(Collection entries)
====

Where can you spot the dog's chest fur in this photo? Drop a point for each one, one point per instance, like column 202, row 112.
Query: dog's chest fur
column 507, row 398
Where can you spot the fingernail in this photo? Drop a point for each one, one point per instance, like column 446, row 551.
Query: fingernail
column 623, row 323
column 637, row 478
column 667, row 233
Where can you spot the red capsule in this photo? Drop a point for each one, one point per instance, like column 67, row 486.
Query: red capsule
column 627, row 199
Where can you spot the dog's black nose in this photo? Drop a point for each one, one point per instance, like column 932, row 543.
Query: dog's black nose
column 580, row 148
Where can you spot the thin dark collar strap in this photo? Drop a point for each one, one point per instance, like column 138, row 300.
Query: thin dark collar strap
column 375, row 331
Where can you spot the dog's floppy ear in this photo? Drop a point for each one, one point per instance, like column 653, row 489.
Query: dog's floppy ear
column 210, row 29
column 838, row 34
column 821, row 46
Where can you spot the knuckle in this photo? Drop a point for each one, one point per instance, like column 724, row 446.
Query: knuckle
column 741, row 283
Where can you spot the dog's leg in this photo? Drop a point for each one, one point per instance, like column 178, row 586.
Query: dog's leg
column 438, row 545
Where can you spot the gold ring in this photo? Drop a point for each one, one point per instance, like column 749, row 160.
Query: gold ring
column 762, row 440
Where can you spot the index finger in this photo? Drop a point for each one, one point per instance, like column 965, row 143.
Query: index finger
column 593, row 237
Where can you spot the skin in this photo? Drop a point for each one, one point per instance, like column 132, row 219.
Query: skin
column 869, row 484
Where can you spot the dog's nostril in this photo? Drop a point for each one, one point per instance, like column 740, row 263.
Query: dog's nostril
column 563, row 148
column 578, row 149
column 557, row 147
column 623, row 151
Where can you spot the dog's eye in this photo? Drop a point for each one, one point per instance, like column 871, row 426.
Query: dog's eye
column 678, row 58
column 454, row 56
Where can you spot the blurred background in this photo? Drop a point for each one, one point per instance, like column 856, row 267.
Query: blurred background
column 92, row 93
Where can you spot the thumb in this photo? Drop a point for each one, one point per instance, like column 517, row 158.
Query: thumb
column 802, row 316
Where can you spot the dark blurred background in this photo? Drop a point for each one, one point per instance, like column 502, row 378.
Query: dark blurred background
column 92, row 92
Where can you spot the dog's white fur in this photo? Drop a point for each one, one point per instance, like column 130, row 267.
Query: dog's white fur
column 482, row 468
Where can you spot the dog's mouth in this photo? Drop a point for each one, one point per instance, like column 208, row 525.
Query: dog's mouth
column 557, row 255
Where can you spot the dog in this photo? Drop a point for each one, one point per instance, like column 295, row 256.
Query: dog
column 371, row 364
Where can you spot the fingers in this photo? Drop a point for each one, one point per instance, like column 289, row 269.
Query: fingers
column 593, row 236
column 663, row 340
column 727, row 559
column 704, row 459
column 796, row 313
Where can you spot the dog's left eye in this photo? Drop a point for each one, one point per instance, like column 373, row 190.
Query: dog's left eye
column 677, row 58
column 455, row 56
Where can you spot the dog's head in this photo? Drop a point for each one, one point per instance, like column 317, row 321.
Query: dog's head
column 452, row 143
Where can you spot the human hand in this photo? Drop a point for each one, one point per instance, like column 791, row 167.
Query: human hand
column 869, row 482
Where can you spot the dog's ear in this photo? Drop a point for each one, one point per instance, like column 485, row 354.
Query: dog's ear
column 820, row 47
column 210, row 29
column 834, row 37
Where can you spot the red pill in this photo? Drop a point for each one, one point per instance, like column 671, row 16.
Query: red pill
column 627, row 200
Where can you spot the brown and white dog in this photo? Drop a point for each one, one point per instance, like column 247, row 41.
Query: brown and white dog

====

Your goal: Revise all of the records above so that every "Drop a point" becomes "Place a point", keeping everything else identical.

The solution:
Where can you spot the dog's chest fur in this photo? Place a point for each one, one point per instance, like column 202, row 112.
Query: dog's chest fur
column 507, row 398
Where can you spot the fingernail in this photo? Place a point for each one, one point per instance, like column 446, row 551.
Query: fingernail
column 623, row 323
column 637, row 478
column 667, row 233
Where can you spot the red capsule in this photo? Place a point for each one, one point per instance, like column 67, row 486.
Query: red capsule
column 627, row 199
Where can you spot the dog's black nose in this photo? Place a point for each one, one point per instance, like column 932, row 543.
Query: dog's black nose
column 580, row 148
Where can you spot the thin dark collar strap in this photo? Place a point for each one, one point per instance, like column 138, row 300.
Query: thin dark collar strap
column 375, row 331
Where can you spot the dog's floppy ear in this photo? Place a point for each one, one point per instance, like column 653, row 489.
Query: dog's floppy ear
column 210, row 29
column 838, row 34
column 821, row 46
Where can you spot the knuckle in this photo? Place a point for each one, one point per instance, like column 724, row 446.
Query: knuckle
column 741, row 283
Where can you spot the dog's leg in this photo? Place a point for each one, one point per instance, like column 178, row 586.
Query: dog's leg
column 438, row 545
Where can you spot the gold ring in this photo? Place a point for each one, one point per instance, like column 749, row 160.
Query: gold ring
column 762, row 440
Where can you spot the index finger in this photo? Place a point for each one, one point per instance, like column 965, row 143.
Query: index finger
column 593, row 237
Where can you spot the skin in this photo? Place a point for each one, one point per instance, like column 132, row 219.
Query: skin
column 869, row 484
Where can you spot the dog's nostril in this photo? Place a point for each one, one point per instance, like column 740, row 263.
Query: dog's nostril
column 563, row 148
column 578, row 149
column 557, row 147
column 623, row 151
Where can you spot the dog's eye in this photo? Place a point for each one, one point per instance, like column 871, row 426.
Query: dog's eye
column 678, row 58
column 454, row 56
Where can you spot the blurred background in this photo? Place a point for each one, one point per instance, like column 856, row 267.
Query: blurred background
column 92, row 93
Where can you spot the thumb in this photo? Place a point for each one, one point per instance, like column 517, row 158.
Query: thumb
column 802, row 316
Where can you spot the dark blurred background in this photo? Place a point for each one, one point per instance, like column 502, row 378.
Query: dark blurred background
column 92, row 92
Where can you spot the dog's white fur in this photo? Place a point for each one, one point per instance, like column 130, row 267.
Query: dog's white fur
column 482, row 468
Where can you spot the dog's mouth in this photo? Place a point for each one, one point per instance, like column 208, row 525.
Query: dog's mouth
column 557, row 255
Where can you spot the dog in this photo? Place a point for each one, one point per instance, like column 295, row 256.
Query: dog
column 371, row 364
Where can you spot the fingers in this photo? Place a point for each one, one point per instance, like column 289, row 269.
Query: fingers
column 593, row 236
column 663, row 340
column 727, row 559
column 704, row 459
column 796, row 313
Where can you spot the dog's left eye in this photo? Place a point for each one, one point per instance, like column 373, row 190.
Query: dog's left eye
column 677, row 58
column 455, row 56
Where can you spot the dog's head in this photo? Place a point for each one, one point per instance, like column 317, row 321.
Query: dog's head
column 452, row 143
Where can you spot the human hand in this photo? Place a point for each one, one point per instance, like column 791, row 167.
Query: human hand
column 869, row 482
Where can you spot the dog's ear in this photo? Place a point for each one, one point per instance, like column 485, row 354.
Query: dog's ear
column 820, row 47
column 210, row 29
column 834, row 37
Where can you spot the red pill in this photo? Place a point for each one, one point per instance, like column 671, row 16.
Query: red pill
column 627, row 200
Where can you spot the brown and white dog in this photo? Place a point for each one, one point per instance, like column 247, row 41.
Query: brown and white dog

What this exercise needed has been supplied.